[Task details]: Once the pictures are set aside, copy the records below exactly as they stand.

[Recorded information]:
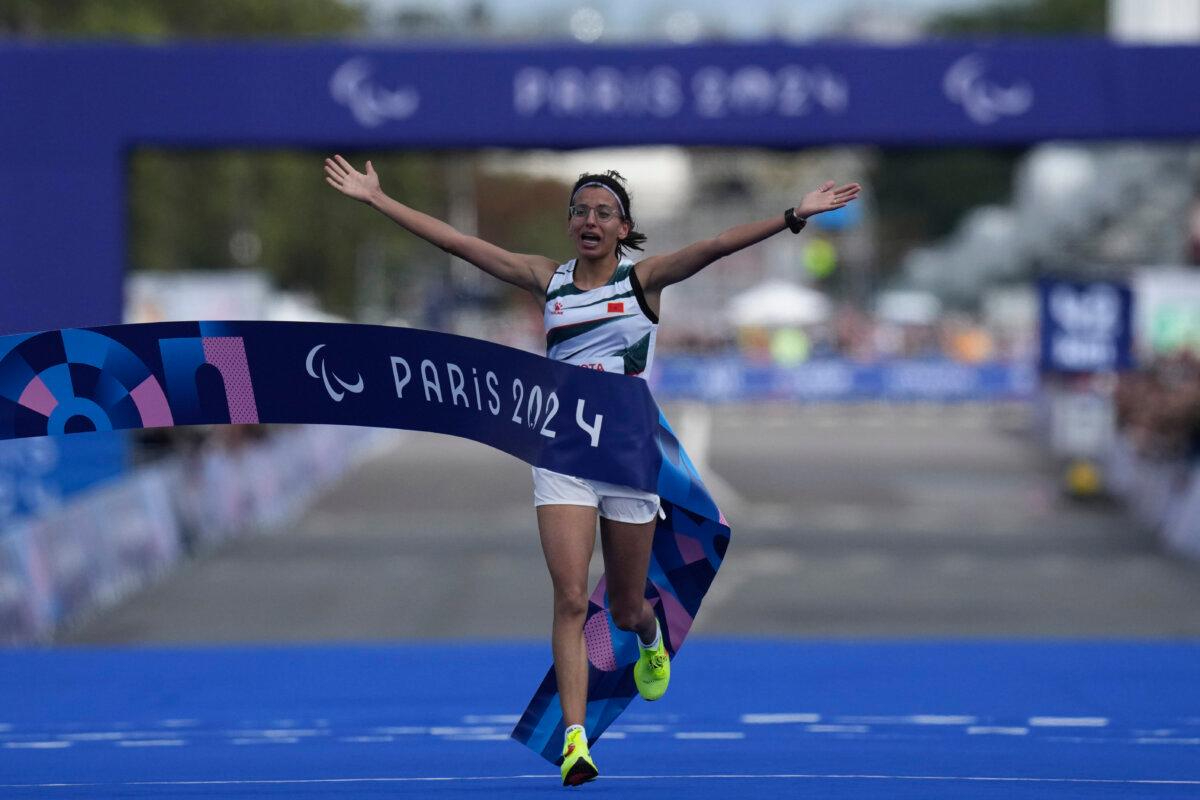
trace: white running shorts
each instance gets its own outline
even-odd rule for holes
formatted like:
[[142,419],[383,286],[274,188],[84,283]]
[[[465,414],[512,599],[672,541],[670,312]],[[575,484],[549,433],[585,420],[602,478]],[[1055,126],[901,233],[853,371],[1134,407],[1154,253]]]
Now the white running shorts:
[[541,467],[533,468],[534,506],[591,506],[600,516],[640,525],[659,513],[658,495],[615,483],[589,481]]

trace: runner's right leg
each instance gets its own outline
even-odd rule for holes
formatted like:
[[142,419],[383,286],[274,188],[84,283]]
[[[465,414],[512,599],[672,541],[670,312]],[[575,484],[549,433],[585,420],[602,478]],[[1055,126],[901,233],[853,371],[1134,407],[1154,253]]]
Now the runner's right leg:
[[554,674],[563,722],[583,725],[587,717],[587,648],[583,623],[588,609],[588,564],[596,546],[596,509],[590,506],[537,507],[538,535],[554,587],[551,639]]

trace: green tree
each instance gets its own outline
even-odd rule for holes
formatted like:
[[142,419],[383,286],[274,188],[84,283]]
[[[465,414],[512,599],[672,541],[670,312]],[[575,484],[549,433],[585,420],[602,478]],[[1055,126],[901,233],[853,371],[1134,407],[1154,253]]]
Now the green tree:
[[[170,151],[134,154],[129,193],[134,269],[174,271],[254,267],[282,288],[308,291],[332,311],[352,316],[361,253],[392,273],[392,284],[444,269],[446,257],[324,181],[323,153]],[[393,196],[435,215],[445,213],[440,156],[350,153],[370,158]],[[239,263],[235,234],[261,250]],[[384,298],[390,301],[393,298]]]
[[[969,11],[934,17],[941,36],[1042,36],[1100,34],[1106,0],[997,0]],[[975,206],[1005,203],[1024,148],[895,148],[876,162],[873,187],[879,204],[879,252],[898,260],[907,249],[954,230]]]
[[952,36],[1102,35],[1107,24],[1107,0],[1022,0],[942,14],[929,30]]
[[516,253],[566,261],[570,184],[523,175],[476,177],[479,235]]
[[879,209],[880,252],[897,254],[951,233],[962,215],[1003,203],[1021,148],[889,148],[872,187]]
[[343,0],[0,0],[0,34],[23,38],[294,37],[362,25],[362,9]]

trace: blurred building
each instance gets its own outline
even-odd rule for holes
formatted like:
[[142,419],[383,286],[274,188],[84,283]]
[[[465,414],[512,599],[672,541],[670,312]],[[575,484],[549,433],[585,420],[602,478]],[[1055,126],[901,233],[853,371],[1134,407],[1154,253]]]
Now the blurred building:
[[1012,203],[979,208],[952,236],[904,261],[911,285],[974,304],[992,284],[1041,271],[1115,277],[1190,257],[1200,145],[1038,145],[1018,165]]
[[1123,44],[1200,41],[1200,2],[1108,0],[1108,33]]

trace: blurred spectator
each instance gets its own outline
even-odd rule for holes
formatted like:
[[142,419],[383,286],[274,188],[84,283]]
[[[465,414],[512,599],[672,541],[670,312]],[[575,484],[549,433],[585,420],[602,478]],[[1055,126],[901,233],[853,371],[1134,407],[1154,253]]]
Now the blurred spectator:
[[[803,338],[807,359],[844,358],[859,363],[892,359],[945,358],[964,364],[990,360],[1029,360],[1027,340],[1014,340],[1010,331],[997,330],[976,318],[953,312],[922,323],[901,324],[872,316],[852,306],[840,306],[827,321],[801,326],[743,325],[728,330],[714,326],[706,335],[676,331],[670,321],[659,332],[664,353],[680,355],[740,355],[751,361],[778,360],[780,334]],[[790,360],[790,359],[789,359]]]
[[1200,358],[1189,351],[1125,373],[1117,385],[1117,426],[1147,458],[1200,456]]
[[1188,261],[1200,264],[1200,200],[1192,203],[1191,224],[1188,226]]
[[942,352],[955,361],[978,364],[993,356],[992,337],[969,317],[950,316],[941,328]]

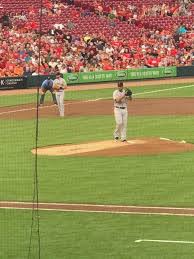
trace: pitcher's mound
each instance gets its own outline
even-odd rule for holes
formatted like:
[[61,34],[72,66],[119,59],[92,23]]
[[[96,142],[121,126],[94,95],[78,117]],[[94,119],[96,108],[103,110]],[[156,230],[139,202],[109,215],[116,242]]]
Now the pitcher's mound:
[[[106,140],[38,148],[38,155],[48,156],[127,156],[178,153],[194,150],[194,144],[166,138],[131,139],[127,142]],[[35,154],[35,150],[32,150]]]

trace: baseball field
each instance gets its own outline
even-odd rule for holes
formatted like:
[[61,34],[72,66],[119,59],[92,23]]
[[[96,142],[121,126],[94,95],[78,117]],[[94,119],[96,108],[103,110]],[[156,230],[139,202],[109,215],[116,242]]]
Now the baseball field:
[[116,84],[69,87],[64,118],[47,93],[37,160],[36,90],[0,92],[0,258],[38,258],[39,245],[44,259],[193,258],[194,79],[126,86],[127,143],[112,136]]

[Response to this task]:
trace: white running shorts
each instance gets its own outline
even-odd rule for holes
formatted like:
[[142,419],[383,286],[274,188],[84,283]]
[[[465,414],[512,599],[672,541],[670,312]],[[575,484],[549,433],[585,420],[602,478]],[[1055,126],[901,233],[853,371],[1134,407],[1154,253]]]
Now the white running shorts:
[[541,467],[533,468],[534,506],[591,506],[600,516],[640,525],[659,513],[658,495],[615,483],[589,481]]

trace: runner's right leg
each instance gets its own outline
even-odd rule for holes
formatted like:
[[142,419],[383,286],[274,188],[84,283]]
[[[465,414],[512,599],[672,541],[670,312]],[[575,484],[549,433],[585,420],[602,478]],[[1055,126],[901,233],[853,371],[1134,407],[1154,253]]]
Now the runner's right leg:
[[554,674],[563,722],[583,725],[587,717],[587,648],[583,623],[588,609],[588,564],[596,546],[596,509],[590,506],[537,507],[538,535],[554,587],[551,639]]

trace: green tree
each instance gets its own outline
even-odd rule for holes
formatted like:
[[142,419],[383,286],[274,188],[84,283]]
[[[465,414],[512,599],[672,541],[670,312]],[[575,484],[549,433],[585,420],[602,478]],[[1055,126],[901,233],[853,371],[1134,407],[1154,253]]]
Now the green tree:
[[[170,151],[134,154],[129,193],[134,269],[174,271],[254,267],[282,288],[308,291],[332,311],[352,316],[361,253],[392,273],[392,284],[444,269],[446,257],[324,181],[323,153]],[[393,196],[435,215],[445,213],[440,156],[350,153],[370,158]],[[239,263],[235,234],[261,250]],[[384,298],[390,301],[393,298]]]
[[[969,11],[934,17],[941,36],[1042,36],[1100,34],[1106,0],[997,0]],[[975,206],[1005,203],[1024,148],[895,148],[876,162],[873,187],[879,204],[879,252],[898,260],[907,249],[954,230]]]
[[952,36],[1102,35],[1107,24],[1107,0],[1022,0],[942,14],[929,30]]
[[516,253],[566,261],[570,184],[523,175],[476,177],[479,235]]
[[879,209],[880,252],[897,254],[951,233],[962,215],[1003,203],[1021,148],[889,148],[872,187]]
[[343,0],[0,0],[0,34],[23,38],[294,37],[362,25],[362,9]]

trace: blurred building
each instance gets its own outline
even-odd rule for holes
formatted like:
[[142,419],[383,286],[274,188],[84,283]]
[[[465,414],[512,599],[672,541],[670,312]],[[575,484],[549,433],[585,420],[602,478]],[[1055,126],[901,233],[853,371],[1134,407],[1154,253]]]
Now the blurred building:
[[1012,203],[979,208],[952,236],[904,261],[911,285],[974,304],[992,284],[1041,271],[1115,277],[1190,257],[1200,145],[1038,145],[1018,165]]
[[1123,44],[1200,41],[1200,2],[1108,0],[1108,33]]

trace: blurred spectator
each instance gets its own outline
even-odd rule for holes
formatted like:
[[142,419],[383,286],[274,188],[84,283]]
[[[465,414],[512,599],[672,541],[670,312]],[[575,484],[549,433],[585,420],[602,478]],[[1055,126],[901,233],[853,371],[1134,407],[1154,253]]]
Now the blurred spectator:
[[[803,338],[807,359],[844,358],[859,363],[892,359],[945,358],[964,364],[990,360],[1029,360],[1027,340],[1014,340],[1010,331],[997,330],[976,318],[953,312],[922,323],[901,324],[872,316],[852,306],[840,306],[827,321],[801,326],[743,325],[728,330],[714,326],[706,335],[676,331],[670,321],[659,332],[664,353],[680,355],[740,355],[751,361],[778,360],[780,334]],[[790,360],[790,359],[789,359]]]
[[1200,358],[1189,351],[1125,373],[1117,385],[1117,426],[1147,458],[1200,456]]
[[1188,261],[1200,264],[1200,200],[1192,203],[1191,224],[1188,226]]
[[942,352],[955,361],[978,364],[993,356],[992,337],[969,317],[950,316],[941,328]]

trace: pitcher's mound
each instance gets its own outline
even-odd rule for holes
formatted like:
[[61,34],[72,66],[119,59],[92,23]]
[[[96,142],[121,126],[94,95],[78,117]],[[94,119],[96,108],[103,110]],[[156,230],[139,202],[109,215],[116,242]]]
Now the pitcher's mound:
[[[106,140],[38,148],[38,155],[48,156],[127,156],[178,153],[194,150],[194,144],[166,138],[131,139],[127,142]],[[35,154],[35,150],[32,150]]]

trace: baseball field
each instance gets its own outline
even-odd rule for holes
formatted like:
[[61,34],[72,66],[119,59],[92,23]]
[[[96,142],[121,126],[94,95],[78,117]],[[94,119],[96,108],[103,110]],[[156,230],[139,202],[109,215],[116,242]]]
Now the baseball field:
[[116,84],[69,87],[64,118],[47,93],[37,160],[36,90],[0,92],[0,258],[38,258],[39,245],[44,259],[193,258],[194,79],[126,86],[127,143],[112,136]]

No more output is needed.